Edit everything from the start of the records down to the line containing "Provide the mask of every instance of the electrical" by swapping "even-odd" for "nonzero winding", leaving the rest untouched.

(Records from a data collection)
* * * *
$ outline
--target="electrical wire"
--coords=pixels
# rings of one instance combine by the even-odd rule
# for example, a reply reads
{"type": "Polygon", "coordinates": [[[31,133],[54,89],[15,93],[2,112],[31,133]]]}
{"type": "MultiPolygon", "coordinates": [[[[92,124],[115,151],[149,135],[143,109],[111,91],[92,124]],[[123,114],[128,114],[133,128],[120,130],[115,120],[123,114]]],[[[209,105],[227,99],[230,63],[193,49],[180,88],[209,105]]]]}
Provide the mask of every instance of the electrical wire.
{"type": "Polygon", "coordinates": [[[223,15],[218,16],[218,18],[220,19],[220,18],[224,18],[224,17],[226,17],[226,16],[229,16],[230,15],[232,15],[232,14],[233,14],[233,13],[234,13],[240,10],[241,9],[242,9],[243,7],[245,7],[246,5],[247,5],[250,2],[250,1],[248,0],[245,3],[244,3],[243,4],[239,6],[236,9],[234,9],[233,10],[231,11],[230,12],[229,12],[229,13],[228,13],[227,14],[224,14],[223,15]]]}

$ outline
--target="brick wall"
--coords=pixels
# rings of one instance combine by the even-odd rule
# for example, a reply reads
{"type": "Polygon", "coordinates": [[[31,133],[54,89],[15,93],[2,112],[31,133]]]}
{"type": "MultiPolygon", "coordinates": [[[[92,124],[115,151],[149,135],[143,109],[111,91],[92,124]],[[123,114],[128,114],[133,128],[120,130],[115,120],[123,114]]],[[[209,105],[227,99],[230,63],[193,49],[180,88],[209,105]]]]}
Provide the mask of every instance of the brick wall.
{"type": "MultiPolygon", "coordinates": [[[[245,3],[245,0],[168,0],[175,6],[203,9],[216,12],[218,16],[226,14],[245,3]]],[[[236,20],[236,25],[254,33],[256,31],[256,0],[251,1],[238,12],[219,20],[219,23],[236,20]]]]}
* * * *
▶ **Written answer**:
$ outline
--target="electrical wire"
--coords=pixels
# rings of one instance combine by the nonzero winding rule
# for example, a reply reads
{"type": "Polygon", "coordinates": [[[31,133],[54,89],[15,93],[2,112],[31,133]]]}
{"type": "MultiPolygon", "coordinates": [[[[92,124],[115,151],[149,135],[143,109],[111,91],[92,124]],[[123,114],[128,114],[133,128],[120,130],[115,120],[123,114]]],[[[209,105],[227,99],[230,63],[193,49],[180,88],[209,105]]]]}
Provide the mask of every instance of the electrical wire.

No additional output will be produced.